Please return, word for word, the lines from the one containing "In the photo above, where can the light" to the one containing "column 1016, row 403", including both of those lines.

Source data:
begin
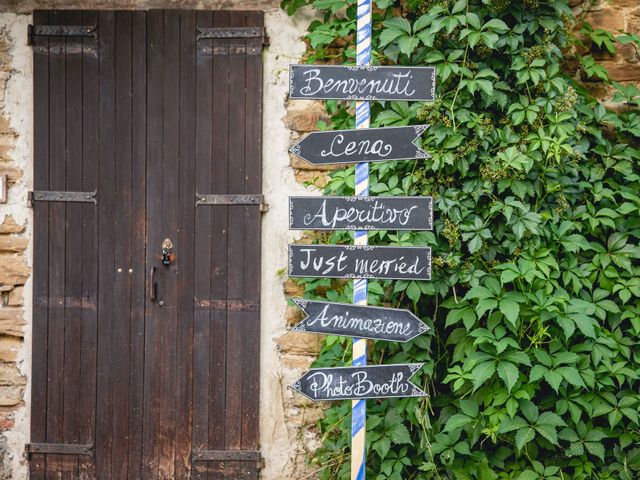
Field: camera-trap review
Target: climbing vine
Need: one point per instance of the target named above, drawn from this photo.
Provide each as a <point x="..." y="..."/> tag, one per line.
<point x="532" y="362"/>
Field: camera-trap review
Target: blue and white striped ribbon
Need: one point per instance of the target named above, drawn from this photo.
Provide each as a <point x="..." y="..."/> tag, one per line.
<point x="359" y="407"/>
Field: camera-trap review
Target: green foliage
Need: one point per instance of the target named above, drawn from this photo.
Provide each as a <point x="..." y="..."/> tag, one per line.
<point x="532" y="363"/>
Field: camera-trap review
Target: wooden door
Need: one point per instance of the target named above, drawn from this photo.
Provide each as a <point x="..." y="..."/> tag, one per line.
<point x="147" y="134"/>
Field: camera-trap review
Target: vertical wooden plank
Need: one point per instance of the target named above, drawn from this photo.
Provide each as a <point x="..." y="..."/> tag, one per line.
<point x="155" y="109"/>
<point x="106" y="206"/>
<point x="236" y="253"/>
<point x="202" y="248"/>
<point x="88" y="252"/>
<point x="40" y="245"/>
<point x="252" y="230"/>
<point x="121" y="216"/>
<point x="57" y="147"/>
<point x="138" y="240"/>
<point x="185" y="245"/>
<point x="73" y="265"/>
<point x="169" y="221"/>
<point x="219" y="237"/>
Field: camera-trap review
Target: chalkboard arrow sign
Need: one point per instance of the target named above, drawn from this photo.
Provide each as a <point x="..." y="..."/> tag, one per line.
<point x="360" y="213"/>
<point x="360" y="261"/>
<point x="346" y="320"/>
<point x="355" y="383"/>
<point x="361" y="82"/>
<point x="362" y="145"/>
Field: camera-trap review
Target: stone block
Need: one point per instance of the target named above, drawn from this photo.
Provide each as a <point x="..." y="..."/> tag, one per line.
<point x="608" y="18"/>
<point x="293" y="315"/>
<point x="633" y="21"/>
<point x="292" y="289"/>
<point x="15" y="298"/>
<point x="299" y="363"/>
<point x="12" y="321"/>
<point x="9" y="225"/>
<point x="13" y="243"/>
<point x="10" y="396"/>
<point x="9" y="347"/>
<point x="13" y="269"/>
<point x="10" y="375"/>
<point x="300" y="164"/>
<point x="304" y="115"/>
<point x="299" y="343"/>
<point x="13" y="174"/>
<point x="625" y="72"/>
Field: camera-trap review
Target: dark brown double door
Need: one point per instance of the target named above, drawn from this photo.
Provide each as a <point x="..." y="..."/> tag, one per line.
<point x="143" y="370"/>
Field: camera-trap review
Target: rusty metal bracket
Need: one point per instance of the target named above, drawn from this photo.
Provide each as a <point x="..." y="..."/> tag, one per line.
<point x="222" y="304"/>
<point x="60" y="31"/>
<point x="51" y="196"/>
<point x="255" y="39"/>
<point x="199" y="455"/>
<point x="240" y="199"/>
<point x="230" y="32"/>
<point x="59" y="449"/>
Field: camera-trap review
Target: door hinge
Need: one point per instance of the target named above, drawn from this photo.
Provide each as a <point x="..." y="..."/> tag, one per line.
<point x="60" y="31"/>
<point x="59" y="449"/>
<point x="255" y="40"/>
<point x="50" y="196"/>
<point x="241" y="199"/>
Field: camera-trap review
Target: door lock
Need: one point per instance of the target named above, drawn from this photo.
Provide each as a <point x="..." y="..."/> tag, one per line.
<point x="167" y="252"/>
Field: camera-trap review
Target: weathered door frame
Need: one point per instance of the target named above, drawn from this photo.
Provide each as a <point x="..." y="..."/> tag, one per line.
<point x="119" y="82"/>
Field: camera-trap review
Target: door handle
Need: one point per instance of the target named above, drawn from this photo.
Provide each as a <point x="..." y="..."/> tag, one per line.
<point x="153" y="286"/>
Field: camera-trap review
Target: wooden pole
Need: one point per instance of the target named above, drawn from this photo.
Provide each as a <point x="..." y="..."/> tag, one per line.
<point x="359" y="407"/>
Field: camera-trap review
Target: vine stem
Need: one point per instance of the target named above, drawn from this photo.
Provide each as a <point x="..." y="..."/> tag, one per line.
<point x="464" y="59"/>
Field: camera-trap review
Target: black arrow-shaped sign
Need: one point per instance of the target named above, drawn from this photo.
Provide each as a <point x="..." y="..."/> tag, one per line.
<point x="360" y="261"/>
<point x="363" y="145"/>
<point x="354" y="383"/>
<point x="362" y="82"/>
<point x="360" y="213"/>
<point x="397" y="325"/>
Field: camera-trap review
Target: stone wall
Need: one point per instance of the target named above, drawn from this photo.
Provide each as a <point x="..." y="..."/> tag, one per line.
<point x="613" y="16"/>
end
begin
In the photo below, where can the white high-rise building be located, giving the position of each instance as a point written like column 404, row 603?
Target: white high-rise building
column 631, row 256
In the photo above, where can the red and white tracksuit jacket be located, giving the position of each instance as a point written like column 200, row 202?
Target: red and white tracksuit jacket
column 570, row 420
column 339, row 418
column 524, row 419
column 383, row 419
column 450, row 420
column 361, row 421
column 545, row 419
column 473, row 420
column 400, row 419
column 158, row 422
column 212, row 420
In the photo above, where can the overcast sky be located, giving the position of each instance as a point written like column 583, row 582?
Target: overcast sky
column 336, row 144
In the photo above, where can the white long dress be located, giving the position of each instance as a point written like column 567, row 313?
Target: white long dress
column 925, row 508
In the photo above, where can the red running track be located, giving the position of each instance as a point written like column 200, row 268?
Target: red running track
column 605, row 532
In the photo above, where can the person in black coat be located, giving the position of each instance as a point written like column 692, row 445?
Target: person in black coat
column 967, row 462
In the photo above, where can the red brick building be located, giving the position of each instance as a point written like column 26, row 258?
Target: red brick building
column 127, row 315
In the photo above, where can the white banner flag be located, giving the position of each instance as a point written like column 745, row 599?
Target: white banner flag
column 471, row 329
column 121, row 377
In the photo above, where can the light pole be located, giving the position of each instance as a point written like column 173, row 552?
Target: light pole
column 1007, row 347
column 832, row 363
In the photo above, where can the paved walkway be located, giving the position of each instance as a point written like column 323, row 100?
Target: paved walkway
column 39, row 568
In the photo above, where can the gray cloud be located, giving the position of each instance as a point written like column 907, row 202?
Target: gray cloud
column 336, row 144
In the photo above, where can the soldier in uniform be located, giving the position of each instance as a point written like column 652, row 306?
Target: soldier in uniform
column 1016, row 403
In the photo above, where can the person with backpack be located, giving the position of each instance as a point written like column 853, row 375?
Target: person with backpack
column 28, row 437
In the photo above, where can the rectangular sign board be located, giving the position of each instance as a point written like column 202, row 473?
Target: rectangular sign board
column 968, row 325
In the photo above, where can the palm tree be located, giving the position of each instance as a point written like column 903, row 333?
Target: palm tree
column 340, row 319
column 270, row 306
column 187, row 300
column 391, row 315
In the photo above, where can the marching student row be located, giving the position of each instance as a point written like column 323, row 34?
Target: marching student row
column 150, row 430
end
Task response:
In the photo above, where can the light pole be located, giving the position of each instance as a point written like column 173, row 552?
Target: light pole
column 1007, row 347
column 832, row 363
In the photo above, where can the paved walkway be located, giving the position of each instance as a point written like column 323, row 100?
Target: paved walkway
column 39, row 568
In the photo above, where can the gray cloud be located, giving the position of each instance as a point written like column 907, row 202?
Target: gray cloud
column 336, row 144
In the photo above, where can the soldier in uniform be located, giving the position of each instance as a point written like column 652, row 306?
Target: soldier in uniform
column 1016, row 403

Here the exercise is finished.